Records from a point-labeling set
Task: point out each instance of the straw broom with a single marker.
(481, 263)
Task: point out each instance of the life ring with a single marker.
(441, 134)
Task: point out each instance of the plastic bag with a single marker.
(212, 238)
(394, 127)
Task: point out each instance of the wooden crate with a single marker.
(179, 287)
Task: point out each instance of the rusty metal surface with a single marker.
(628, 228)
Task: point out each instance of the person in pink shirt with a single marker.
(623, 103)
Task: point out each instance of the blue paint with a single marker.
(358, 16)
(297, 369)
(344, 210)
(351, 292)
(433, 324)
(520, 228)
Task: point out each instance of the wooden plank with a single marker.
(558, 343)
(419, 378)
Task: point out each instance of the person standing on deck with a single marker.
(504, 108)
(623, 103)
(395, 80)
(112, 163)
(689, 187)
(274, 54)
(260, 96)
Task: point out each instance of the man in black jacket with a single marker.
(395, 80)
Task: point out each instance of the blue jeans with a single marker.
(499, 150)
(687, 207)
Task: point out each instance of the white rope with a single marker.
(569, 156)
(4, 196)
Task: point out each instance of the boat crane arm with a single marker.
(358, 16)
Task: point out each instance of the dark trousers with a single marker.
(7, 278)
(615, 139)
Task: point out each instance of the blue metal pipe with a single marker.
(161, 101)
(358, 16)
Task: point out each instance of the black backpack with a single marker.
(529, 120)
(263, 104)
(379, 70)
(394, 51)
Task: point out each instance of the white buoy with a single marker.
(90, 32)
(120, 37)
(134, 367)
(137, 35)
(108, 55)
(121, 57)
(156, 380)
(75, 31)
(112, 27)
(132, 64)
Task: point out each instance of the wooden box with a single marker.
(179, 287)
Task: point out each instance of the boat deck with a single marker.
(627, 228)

▶ **Written instruction**:
Copy out every line of the material above word for word, with no changes.

▶ **The solution**:
Task: point out each instance of the straw broom with a single marker.
(481, 263)
Task: point out each instance of the life ring with a single marker.
(441, 134)
Task: point out each instance of the plastic bag with a single marker.
(212, 238)
(394, 127)
Task: point out each instance of the wooden crate with a single marker.
(179, 287)
Task: point out each instance of the rusty metal surface with a single marker.
(628, 228)
Task: point out each instance of the person in pink shirt with a single marker.
(623, 103)
Task: point out each instance of the blue paint with a single marker.
(358, 16)
(297, 369)
(344, 210)
(351, 292)
(433, 324)
(520, 228)
Task: point out each instance of the wooden plank with a single marker.
(558, 343)
(419, 378)
Task: point out each instance of the person standing on deck with a single marker.
(504, 108)
(623, 103)
(395, 80)
(112, 163)
(689, 187)
(274, 54)
(260, 96)
Task: point out each instance of the man in black jacket with a single marker.
(395, 80)
Task: point out each instance of the blue jeans with a single marker.
(499, 150)
(687, 207)
Task: point out each instance of the white rope with a single marker.
(569, 156)
(4, 196)
Task: point out each instance of the boat crane arm with a single marker.
(358, 16)
Task: point out each instance of the dark trousers with a single marker.
(7, 278)
(615, 139)
Task: point out each instance of the blue metal pipe with a single marker.
(161, 101)
(358, 16)
Task: point out each instance of the black backpack with a single marker.
(529, 120)
(263, 104)
(379, 70)
(394, 51)
Task: point out each instance of the white buoy with a single marker.
(90, 32)
(120, 37)
(134, 367)
(137, 35)
(108, 55)
(121, 57)
(156, 380)
(75, 31)
(112, 27)
(132, 64)
Task: point out each instance of the wooden box with a single marker.
(179, 287)
Task: point out each instance of the boat deck with a single marker.
(627, 228)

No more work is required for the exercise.